[Collection entries]
──────

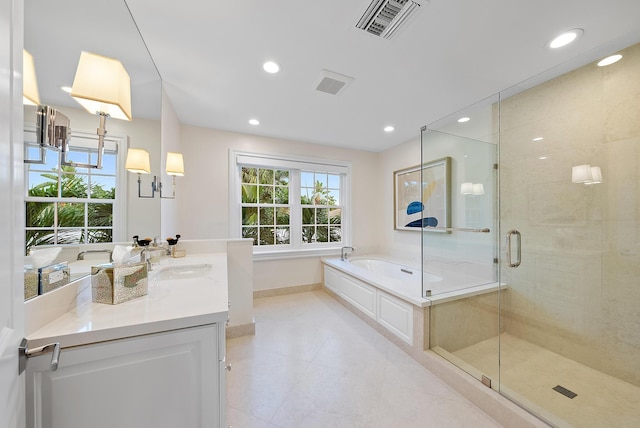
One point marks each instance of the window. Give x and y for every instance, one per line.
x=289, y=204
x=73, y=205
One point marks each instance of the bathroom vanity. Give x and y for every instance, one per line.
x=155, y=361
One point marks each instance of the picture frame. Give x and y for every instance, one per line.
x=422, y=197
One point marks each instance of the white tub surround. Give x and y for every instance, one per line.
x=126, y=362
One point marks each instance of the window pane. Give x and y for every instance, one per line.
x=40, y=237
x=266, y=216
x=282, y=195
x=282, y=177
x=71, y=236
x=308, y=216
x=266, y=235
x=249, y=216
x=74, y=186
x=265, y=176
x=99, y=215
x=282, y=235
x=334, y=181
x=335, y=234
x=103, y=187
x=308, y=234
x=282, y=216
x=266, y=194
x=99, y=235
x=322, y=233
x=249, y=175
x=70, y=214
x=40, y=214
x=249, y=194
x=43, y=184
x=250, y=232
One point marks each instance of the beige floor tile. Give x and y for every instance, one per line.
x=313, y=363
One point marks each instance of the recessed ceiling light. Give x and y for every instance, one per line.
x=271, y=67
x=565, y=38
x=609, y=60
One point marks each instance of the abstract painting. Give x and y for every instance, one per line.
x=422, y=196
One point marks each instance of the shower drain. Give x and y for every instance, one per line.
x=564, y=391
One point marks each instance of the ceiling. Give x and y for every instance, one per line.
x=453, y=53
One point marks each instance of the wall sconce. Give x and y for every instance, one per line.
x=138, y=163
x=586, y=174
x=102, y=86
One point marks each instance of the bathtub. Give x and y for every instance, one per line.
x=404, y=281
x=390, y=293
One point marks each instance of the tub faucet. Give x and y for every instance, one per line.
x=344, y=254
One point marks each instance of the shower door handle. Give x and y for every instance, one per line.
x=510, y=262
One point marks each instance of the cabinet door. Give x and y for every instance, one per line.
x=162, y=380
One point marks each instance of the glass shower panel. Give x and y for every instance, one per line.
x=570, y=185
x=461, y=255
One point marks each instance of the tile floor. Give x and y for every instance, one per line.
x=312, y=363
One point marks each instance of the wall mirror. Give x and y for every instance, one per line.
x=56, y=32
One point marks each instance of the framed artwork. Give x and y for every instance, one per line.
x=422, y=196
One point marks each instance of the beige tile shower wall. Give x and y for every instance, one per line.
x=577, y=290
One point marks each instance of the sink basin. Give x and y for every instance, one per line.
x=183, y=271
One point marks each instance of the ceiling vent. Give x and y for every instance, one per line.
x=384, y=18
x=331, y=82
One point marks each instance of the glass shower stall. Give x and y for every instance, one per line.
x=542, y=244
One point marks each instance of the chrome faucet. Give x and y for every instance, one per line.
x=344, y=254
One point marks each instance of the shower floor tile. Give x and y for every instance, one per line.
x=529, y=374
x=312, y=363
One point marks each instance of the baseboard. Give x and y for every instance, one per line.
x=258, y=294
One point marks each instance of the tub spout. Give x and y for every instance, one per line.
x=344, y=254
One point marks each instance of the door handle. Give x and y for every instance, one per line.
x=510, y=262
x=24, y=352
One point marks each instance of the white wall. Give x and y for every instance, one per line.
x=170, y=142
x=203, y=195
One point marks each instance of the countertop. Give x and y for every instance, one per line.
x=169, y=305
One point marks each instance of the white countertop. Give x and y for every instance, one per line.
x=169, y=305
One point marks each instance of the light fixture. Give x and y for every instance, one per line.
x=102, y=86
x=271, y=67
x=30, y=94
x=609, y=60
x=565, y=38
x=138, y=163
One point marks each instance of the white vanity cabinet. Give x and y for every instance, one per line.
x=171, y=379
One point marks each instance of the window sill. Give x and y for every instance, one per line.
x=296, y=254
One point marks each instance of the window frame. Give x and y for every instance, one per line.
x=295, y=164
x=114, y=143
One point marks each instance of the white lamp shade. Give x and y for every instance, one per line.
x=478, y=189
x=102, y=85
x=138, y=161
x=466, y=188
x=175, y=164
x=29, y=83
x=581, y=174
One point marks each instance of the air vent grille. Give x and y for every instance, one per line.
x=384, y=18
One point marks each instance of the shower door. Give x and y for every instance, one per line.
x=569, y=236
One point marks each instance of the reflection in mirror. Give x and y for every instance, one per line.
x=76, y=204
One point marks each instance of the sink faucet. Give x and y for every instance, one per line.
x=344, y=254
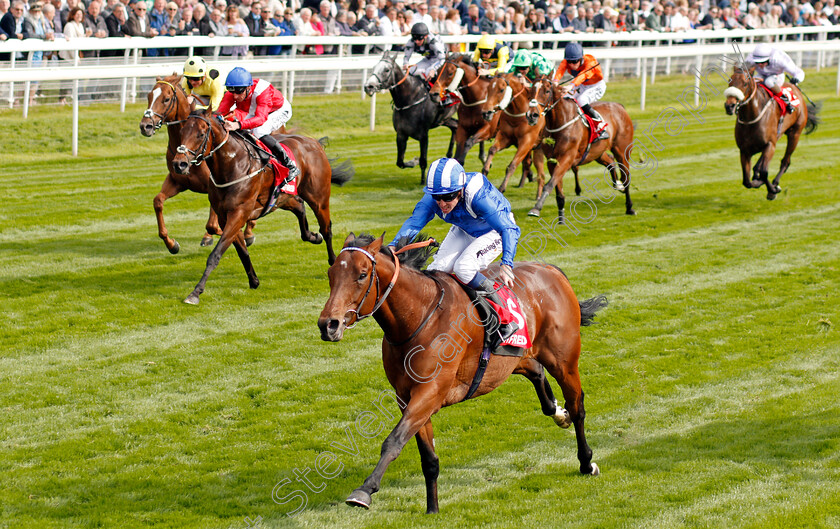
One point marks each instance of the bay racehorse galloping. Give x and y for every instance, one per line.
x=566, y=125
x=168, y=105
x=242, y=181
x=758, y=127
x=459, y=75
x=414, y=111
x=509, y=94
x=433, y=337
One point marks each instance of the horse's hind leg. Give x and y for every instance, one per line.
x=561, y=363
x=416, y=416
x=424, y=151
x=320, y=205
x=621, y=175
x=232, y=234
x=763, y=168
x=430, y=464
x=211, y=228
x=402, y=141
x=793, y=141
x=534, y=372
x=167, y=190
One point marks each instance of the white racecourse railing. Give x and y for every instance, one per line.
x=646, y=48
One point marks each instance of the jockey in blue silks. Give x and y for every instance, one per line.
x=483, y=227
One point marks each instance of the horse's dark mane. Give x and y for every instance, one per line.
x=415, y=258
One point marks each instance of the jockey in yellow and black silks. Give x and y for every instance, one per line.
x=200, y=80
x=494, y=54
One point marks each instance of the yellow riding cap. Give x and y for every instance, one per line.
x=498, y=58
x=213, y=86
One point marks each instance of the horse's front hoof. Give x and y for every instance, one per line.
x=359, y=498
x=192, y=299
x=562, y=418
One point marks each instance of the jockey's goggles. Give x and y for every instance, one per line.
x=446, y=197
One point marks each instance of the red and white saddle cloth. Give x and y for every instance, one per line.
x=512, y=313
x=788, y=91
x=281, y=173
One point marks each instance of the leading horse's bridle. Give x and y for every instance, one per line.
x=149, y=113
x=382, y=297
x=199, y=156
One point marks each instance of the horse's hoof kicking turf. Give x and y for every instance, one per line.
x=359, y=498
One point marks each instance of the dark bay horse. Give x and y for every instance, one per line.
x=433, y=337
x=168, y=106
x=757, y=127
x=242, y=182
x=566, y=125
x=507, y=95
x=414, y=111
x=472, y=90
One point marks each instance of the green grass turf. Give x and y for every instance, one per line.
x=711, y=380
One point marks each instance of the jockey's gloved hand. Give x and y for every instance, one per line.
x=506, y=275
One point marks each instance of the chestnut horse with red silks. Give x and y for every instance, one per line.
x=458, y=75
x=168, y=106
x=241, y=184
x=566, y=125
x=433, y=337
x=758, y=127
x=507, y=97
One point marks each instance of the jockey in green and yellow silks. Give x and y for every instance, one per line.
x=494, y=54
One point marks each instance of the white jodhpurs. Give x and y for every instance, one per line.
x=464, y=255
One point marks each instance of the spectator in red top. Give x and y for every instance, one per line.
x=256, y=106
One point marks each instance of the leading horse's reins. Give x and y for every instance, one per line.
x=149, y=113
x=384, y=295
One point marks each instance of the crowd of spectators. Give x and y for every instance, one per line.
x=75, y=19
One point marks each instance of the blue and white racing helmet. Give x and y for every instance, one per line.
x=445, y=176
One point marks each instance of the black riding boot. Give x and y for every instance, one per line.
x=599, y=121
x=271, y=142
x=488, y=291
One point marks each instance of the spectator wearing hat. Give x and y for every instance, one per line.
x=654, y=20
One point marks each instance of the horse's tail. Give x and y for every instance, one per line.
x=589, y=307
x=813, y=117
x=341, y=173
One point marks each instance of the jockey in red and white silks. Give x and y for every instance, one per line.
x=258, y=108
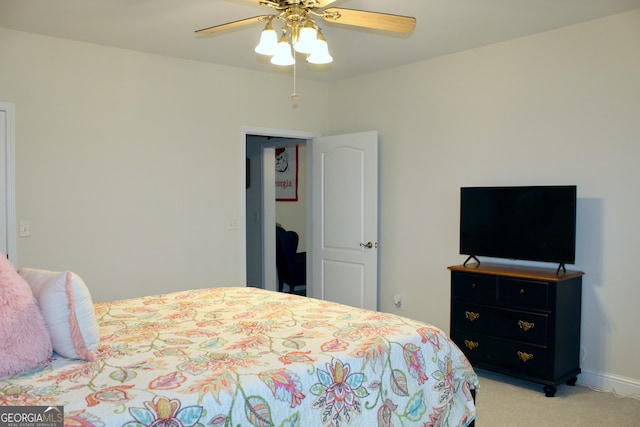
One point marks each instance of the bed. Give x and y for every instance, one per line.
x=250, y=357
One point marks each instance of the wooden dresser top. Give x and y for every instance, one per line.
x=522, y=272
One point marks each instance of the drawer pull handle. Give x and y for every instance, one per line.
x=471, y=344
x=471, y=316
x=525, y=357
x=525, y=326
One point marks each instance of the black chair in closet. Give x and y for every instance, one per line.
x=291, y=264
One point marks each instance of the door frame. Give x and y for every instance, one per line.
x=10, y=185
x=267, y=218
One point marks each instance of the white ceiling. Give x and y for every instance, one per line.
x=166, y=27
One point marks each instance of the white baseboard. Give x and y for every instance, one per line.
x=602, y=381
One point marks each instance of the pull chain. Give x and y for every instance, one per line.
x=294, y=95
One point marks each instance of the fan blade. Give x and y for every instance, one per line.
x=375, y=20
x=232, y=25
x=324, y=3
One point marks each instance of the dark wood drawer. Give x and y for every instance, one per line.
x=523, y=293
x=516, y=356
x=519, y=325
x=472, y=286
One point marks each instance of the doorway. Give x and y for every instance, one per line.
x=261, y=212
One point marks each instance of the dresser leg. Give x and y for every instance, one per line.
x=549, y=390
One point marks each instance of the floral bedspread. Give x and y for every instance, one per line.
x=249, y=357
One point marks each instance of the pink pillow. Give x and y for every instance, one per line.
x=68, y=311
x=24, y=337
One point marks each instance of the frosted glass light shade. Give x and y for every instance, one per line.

──────

**Task**. Emit only the final stretch of the records: the line containing "One point marks each instance of the door frame." through the end, each line exactly as it stands.

**Exercise solution**.
One point marks each instance of the door frame. Give x and y for every instance, one per line.
x=10, y=185
x=267, y=218
One point marks each instance of the white ceiling. Give x and y for every instance, one per line.
x=166, y=27
One point marks each instance of the white baseboard. Give x and y for every instance, one per line.
x=602, y=381
One point marks each instance of the pull chain. Give x and y for every instance, one per line.
x=294, y=95
One point marks each instance of the fan blade. Give x and y for every instance, one per line.
x=375, y=20
x=232, y=25
x=324, y=3
One point marks each instance of the dark wood drawer. Give x and y for every instance, one per line.
x=523, y=293
x=516, y=356
x=519, y=325
x=472, y=286
One point marks each instance of the doorway. Give x and y for every instance, one per line.
x=261, y=212
One point marks each instance of the dresser leg. Give x and y for every instance, one per line.
x=549, y=390
One point marks each instance of the floral bedspread. Give x and y for every instance, one per line.
x=249, y=357
One point marks each instance of the pink pillow. Give x and y for every instance, one per line.
x=68, y=311
x=24, y=337
One point marks each instance of the frosted glass light shade. Give x and y for every instance, one per line.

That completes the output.